● Soal latihan A: Tulis ulang baris-baris catatan berikut tanpa perubahan, mulai dari baris pertama catatan sampai baris yang memuat "20L36 23L34 25L34", dengan kedua ujungnya ikut disertakan.

– Sejumlah perwakilan perusahaan perkebunan dan perwakilan pengurus koperasi sawit mengelar konferensi pers menyikapi maraknya loading ramp atau loading point di luar pabrik kelapa sawit di Wisma Jambu Mawar Parindu, Kabupaten Sanggau, Kamis (10/09/2020).
General Manager PT MAS, Kun Hardadi yang hadir dalam konferensi pers itu menyampaikan, menghadapi tata niaga sawit yang sebebas-bebasnya saat ini, semua perusahaan perkebunan mengalami dampak yang sangat membahayakan kelangsungan investasi di Kabupaten Sanggau.
“Keberadaan loading ramp menjadi perpanjangan pabrik-pabrik tanpa kebun membuat sistem pemasaran tidak terkontrol. Dampaknya, yang pertama akan gulung tikar atau bangkrut adalah koperasi atau KUD sawit,” kata Kun.
Dikatakan dia, forum ini terbentuk karena nasib yang sama, terancamnya perusahaan investasi dan terancam gulung tikarnya koperasi di Bumi Daranante.
“Dan ndak kalah penting lagi, menciptakan dampak yang sangat mengkhawatirkan di lapangan. Artinya akan banyak merubah kearifan lokal di lapangan, di tingkat petani, di tingkat penduduk,” ujarnya.
Dengan sistem yang bebas seperti ini, kata Kun, koperasi bangkrut dan perusahaan menghadapi persoalan. Tidak menutup kemungkinan ada banyak pemecatan. Diperparah lagi semakin maraknya pencurian-pencurian. Sehingga situasi ini mengkhawatirkan.
“Makanya, dengan situasi yang sama dihadapi semua perkebunan kelapa sawit di Sanggau, kami ngobrol-ngobrol dengan PTPN, PT SIA dan semua perusahaan perkebunan, maka terbentuklah forum ini,” sebutnya.
Kedepan forum ini akan dilembagakan. Perkumpulan ini beda dengan GAPKI yang hanya gabungan pengusaha. Tapi, ini akan bergabung antara perusahaan dan koperasi.

● Soal latihan B:
Jawab pertanyaan berikut berdasarkan teks tentang loading ramp sawit di Sanggau.
(i) Siapa General Manager PT MAS yang hadir dalam konferensi pers itu?
(ii) Di tempat mana konferensi pers tersebut digelar?
(iii) Menurut Kun, siapa yang pertama akan gulung tikar atau bangkrut?

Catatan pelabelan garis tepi
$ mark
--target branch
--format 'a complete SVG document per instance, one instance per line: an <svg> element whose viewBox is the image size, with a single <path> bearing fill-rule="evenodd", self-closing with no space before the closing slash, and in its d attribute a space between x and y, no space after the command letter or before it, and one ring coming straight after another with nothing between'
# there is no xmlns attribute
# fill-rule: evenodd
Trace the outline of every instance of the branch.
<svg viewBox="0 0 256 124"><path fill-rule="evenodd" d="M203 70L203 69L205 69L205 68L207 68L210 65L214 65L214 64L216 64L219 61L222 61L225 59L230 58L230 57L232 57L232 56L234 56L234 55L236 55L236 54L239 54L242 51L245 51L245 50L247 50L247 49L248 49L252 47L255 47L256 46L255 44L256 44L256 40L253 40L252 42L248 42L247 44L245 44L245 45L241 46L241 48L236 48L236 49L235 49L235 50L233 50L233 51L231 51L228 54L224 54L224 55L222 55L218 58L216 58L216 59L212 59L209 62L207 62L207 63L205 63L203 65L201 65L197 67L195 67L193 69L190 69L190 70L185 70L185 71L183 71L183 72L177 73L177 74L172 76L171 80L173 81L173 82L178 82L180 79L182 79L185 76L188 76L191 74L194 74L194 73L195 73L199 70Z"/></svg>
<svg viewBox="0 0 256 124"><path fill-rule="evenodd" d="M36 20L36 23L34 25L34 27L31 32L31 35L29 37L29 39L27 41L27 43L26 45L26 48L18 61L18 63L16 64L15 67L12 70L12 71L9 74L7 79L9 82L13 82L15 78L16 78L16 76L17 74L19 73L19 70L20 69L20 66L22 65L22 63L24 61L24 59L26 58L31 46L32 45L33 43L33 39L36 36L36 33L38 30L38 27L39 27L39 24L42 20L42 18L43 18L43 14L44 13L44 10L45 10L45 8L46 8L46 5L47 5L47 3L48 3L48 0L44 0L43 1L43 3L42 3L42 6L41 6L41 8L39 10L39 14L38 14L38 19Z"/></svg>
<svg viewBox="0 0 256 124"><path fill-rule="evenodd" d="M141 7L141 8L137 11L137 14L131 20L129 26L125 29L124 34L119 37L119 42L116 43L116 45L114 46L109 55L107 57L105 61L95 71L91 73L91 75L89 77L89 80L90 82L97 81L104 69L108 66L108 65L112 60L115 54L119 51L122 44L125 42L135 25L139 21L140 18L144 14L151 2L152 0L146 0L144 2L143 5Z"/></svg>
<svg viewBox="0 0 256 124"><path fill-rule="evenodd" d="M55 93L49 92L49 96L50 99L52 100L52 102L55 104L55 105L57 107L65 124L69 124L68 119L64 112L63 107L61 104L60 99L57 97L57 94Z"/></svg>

● Jawaban yang diharapkan A:
$ mark
--target branch
--format 'a complete SVG document per instance, one instance per line: an <svg> element whose viewBox is the image size, with a single <path> bearing fill-rule="evenodd", self-closing with no space before the closing slash, and in its d attribute a space between x and y, no space after the command letter or before it, and one ring coming straight after another with nothing between'
# there is no xmlns attribute
# fill-rule: evenodd
Trace the outline of every instance of the branch.
<svg viewBox="0 0 256 124"><path fill-rule="evenodd" d="M203 70L203 69L205 69L205 68L207 68L210 65L214 65L214 64L216 64L219 61L222 61L225 59L230 58L230 57L232 57L232 56L234 56L234 55L236 55L236 54L239 54L242 51L245 51L245 50L247 50L247 49L248 49L252 47L255 47L256 46L255 44L256 44L256 40L253 40L252 42L248 42L247 44L245 44L245 45L241 46L241 48L236 48L236 49L235 49L235 50L233 50L233 51L231 51L228 54L224 54L224 55L222 55L218 58L216 58L216 59L212 59L209 62L207 62L207 63L205 63L203 65L201 65L197 67L195 67L193 69L190 69L190 70L185 70L185 71L183 71L183 72L177 73L177 74L172 76L171 80L173 81L173 82L178 82L180 79L182 79L185 76L188 76L191 74L194 74L194 73L195 73L199 70Z"/></svg>
<svg viewBox="0 0 256 124"><path fill-rule="evenodd" d="M36 20L36 23L34 25L34 27L31 32L31 35L29 37L29 39L27 41L27 43L26 45L26 48L18 61L18 63L16 64L15 67L12 70L12 71L9 74L7 79L9 82L13 82L15 78L16 78L16 76L17 74L19 73L19 70L20 69L20 66L22 65L22 63L24 61L24 59L26 58L31 46L32 45L33 43L33 39L36 36L36 33L38 30L38 27L39 27L39 24L42 20L42 18L43 18L43 14L44 13L44 10L45 10L45 8L46 8L46 5L47 5L47 3L48 3L48 0L44 0L43 1L43 3L42 3L42 6L41 6L41 8L39 10L39 14L38 14L38 19Z"/></svg>

● Jawaban yang diharapkan B:
(i) Kun Hardadi.
(ii) Di Wisma Jambu Mawar Parindu, Kabupaten Sanggau.
(iii) Koperasi atau KUD sawit.